**SELECTED EXTRACT**
------------------------------------------------------------------------
Tek-Tips is the largest IT community on the Internet today!

Members share and learn making Tek-Tips Forums the best source of peer-reviewed technical information on the Internet!

  • Congratulations bkrike on being selected by the Tek-Tips community for having the most helpful posts in the forums last week. Way to Go!

Bit of a long delay - "Press F10 to enter RAID Setup"

Status
Not open for further replies.

DragonQ0105

Technical User
Jun 6, 2004
632
GB
Motherboard: Gigabyte K8N Ultra-9.
HDD: Maxtor SATA 160GB

I just built a PC for a relative - took me ages to install XP to the SATA Drive. To get the drivers, I needed to make a Windows 98 SE Startup Floppy with CD-ROM Support! (Booting from 98 CD into DOS resulted in no CD-ROM Drive, and using the Motherboard's CD to boot resulted in the Floppy being moved to drive "B:", so the copy process wouldn't work).

Anyhoo, every time it starts, it does the quick check thing for the CPU, RAM and Drives, then it sits there for about 10 seconds with a message "Press F10 to enter RAID Setup". This seems a bit too long to me - even if it is normal. I THINK I had to enable RAID for the HDD to make it boot from it, even though when I enter this RAID Menu, it shows no disks. If I remember rightly, if I turn off RAID for this Drive's Channel, then it fails to recognise it and therefore won't boot.

How do I make this message go away or show up for less time?
 
Reinstall it properly.
During the setup process, very early on, you will see the prompt to hit F6 to install Raid or SCSI drivers. (You are not given much time to respond). The only place these can be is on a floppy disk at this setup stage.

The drivers can be in-line added if a format is not required. For this see:

or if you would like to use the preinstallation environment, see :
 
I did install it correctly. I had some trouble getting the drivers from the provided CD-ROM to the floppy, but I did it in the end. I installed XP using F6 to install the SATA Drivers. The system works fine, I just don't understand why the bootup needs to be delayed by 10 seconds asking me something which I cannot do anything with anyway (as there are no Disks shown in the menu if I press F10).
------------------------------------------------------------------------
**SUPPLIED INFORMATION**
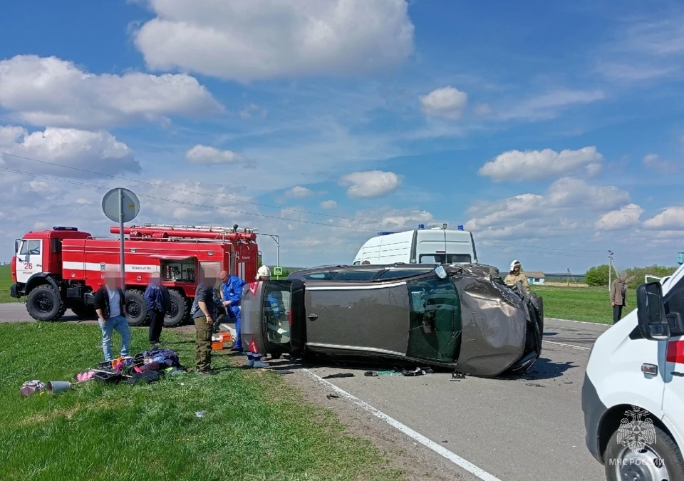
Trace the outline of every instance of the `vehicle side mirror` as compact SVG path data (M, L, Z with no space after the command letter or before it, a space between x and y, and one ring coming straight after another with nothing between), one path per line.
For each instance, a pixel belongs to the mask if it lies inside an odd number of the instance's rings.
M446 279L447 278L447 271L444 269L444 267L442 266L437 266L435 268L435 273L437 274L437 276L440 279Z
M670 338L670 324L665 314L663 286L648 282L636 288L637 319L644 338L663 341Z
------------------------------------------------------------------------
**TO BE DONE**
Reproduce the forum thread on the RAID setup delay word for word, from "HDD: Maxtor SATA" to "therefore won't boot.".

**ANSWER FOR THIS EXERCISE**
HDD: Maxtor SATA 160GB

I just built a PC for a relative - took me ages to install XP to the SATA Drive. To get the drivers, I needed to make a Windows 98 SE Startup Floppy with CD-ROM Support! (Booting from 98 CD into DOS resulted in no CD-ROM Drive, and using the Motherboard's CD to boot resulted in the Floppy being moved to drive "B:", so the copy process wouldn't work).

Anyhoo, every time it starts, it does the quick check thing for the CPU, RAM and Drives, then it sits there for about 10 seconds with a message "Press F10 to enter RAID Setup". This seems a bit too long to me - even if it is normal. I THINK I had to enable RAID for the HDD to make it boot from it, even though when I enter this RAID Menu, it shows no disks. If I remember rightly, if I turn off RAID for this Drive's Channel, then it fails to recognise it and therefore won't boot.